Seçilmiş alıntı »

┄┄┄┄┄┄┄┄┄┄

Evet, başlangıç ​​noktasının ne kadar düşük olduğuna bakarsanız, durgunluktan çıkan Yunanistan'dan çok daha hızlı bir büyüme beklersiniz. İrlanda ve Kıbrıs Rum Kesimi’ne göre farklılıklar var. Bunlardan biri, daha esnek ekonomiler olmasıdır. Daha fazla reform başlattılar - başlangıç ​​noktasında bile daha esnektiler. Krizden sonra Yunanistan'a kıyasla daha fazla reform başlattılar. Şunu da not edelim ki; Yunanistan dışından gelen yatırımcılarla konuştuğumda, Yunanistan’ın reformlar konusunda ne kadar çok şey yaptığını hafife alma eğiliminde oldukları görülmekte ve daha fazla yapılması gerektiğini söylüyorlar. Açıkçası ekonomi yeterince esnek değil. Diğer bir şey de, Yunanistan ekonomisine baktığınızda yatırımların en büyük hayal kırıklığı olduğudur. Yunanistan'a yetecek kadar yabancı sermaye gelmedi, hatta yerel sermaye bile. Böylece yeterince yatırım yapılmamıştır. Güven eksikliği veya teşvik eksikliği nedeniyle mi? Mesela Kıbrıs Rum Kesimi’nin yabancı sermayeyi çekmeye çalışırken gerçekten agresif olduğunu ve bu konuda oldukça başarılı olduğunu biliyorum. Bu, ekonominin geçen yıl yüzde 4'ten fazla büyümesine yardımcı oldu. Bunun, Yunanistan'ın yatırımcıların algısını başarılı bir şekilde değiştirmek ve yabancı sermayeyi ülkeye gelmeye teşvik etmek istiyorsa değiştirebileceği bir alan olduğunu düşünüyorum. Bu, büyüme hızında oldukça büyük bir fark yaratacaktır. Ayrıca, yatırımcılarla konuştuğumda şikayet ettikleri bir şey daha, Yunanistan'da devam etmekte olan, ancak çok yavaş ilerlemekte olan bazı projeler olduğudur. Bazı başarı hikayelerine ihtiyacınız var. Bu alanda gerçekleştirilen bir saha rekoru olsa, daha fazla yatırımcı gelirdi.

┄┄┄┄┄┄┄┄┄┄

[Nesne işaretleme veri kümesi satırları]

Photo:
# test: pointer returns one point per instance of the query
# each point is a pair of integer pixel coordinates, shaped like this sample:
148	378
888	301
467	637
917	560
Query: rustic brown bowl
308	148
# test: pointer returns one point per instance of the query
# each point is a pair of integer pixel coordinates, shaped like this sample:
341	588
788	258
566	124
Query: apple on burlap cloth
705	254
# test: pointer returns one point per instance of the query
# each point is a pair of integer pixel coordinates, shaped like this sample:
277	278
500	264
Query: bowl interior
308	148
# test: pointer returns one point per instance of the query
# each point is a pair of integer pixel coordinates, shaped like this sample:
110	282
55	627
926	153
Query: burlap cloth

┄┄┄┄┄┄┄┄┄┄

Aşağıdakileri tamamlayın »
A. Yunanistan ekonomisiyle ilgili alıntıya göre Kıbrıs Rum Kesimi ekonomisi geçen yıl ne kadar büyüdü?
B. Nesne işaretleme veri kümesi satırlarının hepsini, "burlap" yerine "jute" koyup geri kalan her şeyi aynen bırakarak yeniden yazar mısın?

Çıktılar »
A. Yüzde 4'ten fazla büyüdü.

B.
Photo:
# test: pointer returns one point per instance of the query
# each point is a pair of integer pixel coordinates, shaped like this sample:
148	378
888	301
467	637
917	560
Query: rustic brown bowl
308	148
# test: pointer returns one point per instance of the query
# each point is a pair of integer pixel coordinates, shaped like this sample:
341	588
788	258
566	124
Query: apple on jute cloth
705	254
# test: pointer returns one point per instance of the query
# each point is a pair of integer pixel coordinates, shaped like this sample:
277	278
500	264
Query: bowl interior
308	148
# test: pointer returns one point per instance of the query
# each point is a pair of integer pixel coordinates, shaped like this sample:
110	282
55	627
926	153
Query: jute cloth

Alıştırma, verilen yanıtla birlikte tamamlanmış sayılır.